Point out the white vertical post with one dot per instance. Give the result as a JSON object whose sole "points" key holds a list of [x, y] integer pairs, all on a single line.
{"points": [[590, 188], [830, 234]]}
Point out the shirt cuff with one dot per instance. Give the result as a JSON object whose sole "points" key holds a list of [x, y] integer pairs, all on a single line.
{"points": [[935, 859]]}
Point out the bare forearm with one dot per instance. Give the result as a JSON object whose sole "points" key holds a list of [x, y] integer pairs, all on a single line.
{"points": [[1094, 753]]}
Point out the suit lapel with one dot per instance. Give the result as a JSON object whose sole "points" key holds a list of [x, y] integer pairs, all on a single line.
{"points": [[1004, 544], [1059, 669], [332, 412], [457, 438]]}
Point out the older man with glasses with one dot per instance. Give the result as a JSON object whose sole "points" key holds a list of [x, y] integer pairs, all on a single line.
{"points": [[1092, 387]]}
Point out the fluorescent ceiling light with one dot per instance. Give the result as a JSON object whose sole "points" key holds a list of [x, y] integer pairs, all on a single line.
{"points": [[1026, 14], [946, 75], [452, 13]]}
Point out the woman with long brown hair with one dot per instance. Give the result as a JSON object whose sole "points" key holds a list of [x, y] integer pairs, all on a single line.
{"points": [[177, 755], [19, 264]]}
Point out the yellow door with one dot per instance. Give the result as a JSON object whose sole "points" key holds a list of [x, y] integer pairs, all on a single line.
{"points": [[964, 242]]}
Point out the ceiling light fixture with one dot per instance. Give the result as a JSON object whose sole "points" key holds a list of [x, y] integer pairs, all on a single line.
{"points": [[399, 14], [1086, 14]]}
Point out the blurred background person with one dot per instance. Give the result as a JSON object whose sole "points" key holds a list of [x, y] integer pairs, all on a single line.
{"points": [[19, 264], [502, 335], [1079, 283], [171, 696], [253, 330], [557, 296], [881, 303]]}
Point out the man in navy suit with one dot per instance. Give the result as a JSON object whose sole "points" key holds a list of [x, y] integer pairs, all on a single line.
• • • • • • •
## Written exercise:
Starting with the line that contains "Point out the fluorescent" and going on through the last line, write those lines out again with their requests, raising every coordinate value in the answers by 23.

## Expected output:
Point out the fluorescent ceiling light with one dot per instance. Give the result as a JSON object whose sole "points" key holds a list of [x, y] integer pairs, all on a single line.
{"points": [[1049, 37], [969, 98], [475, 36]]}
Point out the woman with long brown hair with one dot per instance. Give the result as a JSON object whose sole "points" key holds a list of [x, y] integer pairs, all on a single line.
{"points": [[200, 778], [42, 287]]}
Point out the yellow door with one dot per instance. Give the result as a JSON object whose sole "points" key holds a list of [x, y] integer pairs, all on a single line.
{"points": [[987, 265]]}
Point out the ceiling light fixture with one dot per instance. Give the result as a JSON object whose sole "points" key holds a list of [x, y] integer pairs, all on a single line.
{"points": [[422, 37], [1109, 37]]}
Point out the blurred background person with one dot per instance. Give the result as a JSON object whose sole "points" key holds a list of [x, y] integer pairs, all on a single line.
{"points": [[42, 287], [525, 358], [1102, 306], [194, 719], [276, 353], [580, 319], [904, 326]]}
Point out the man in navy suit with one dot per instance. Give the result as a JSON object whose sole "points" key holds a list of [x, y] integer pairs, all on a single line.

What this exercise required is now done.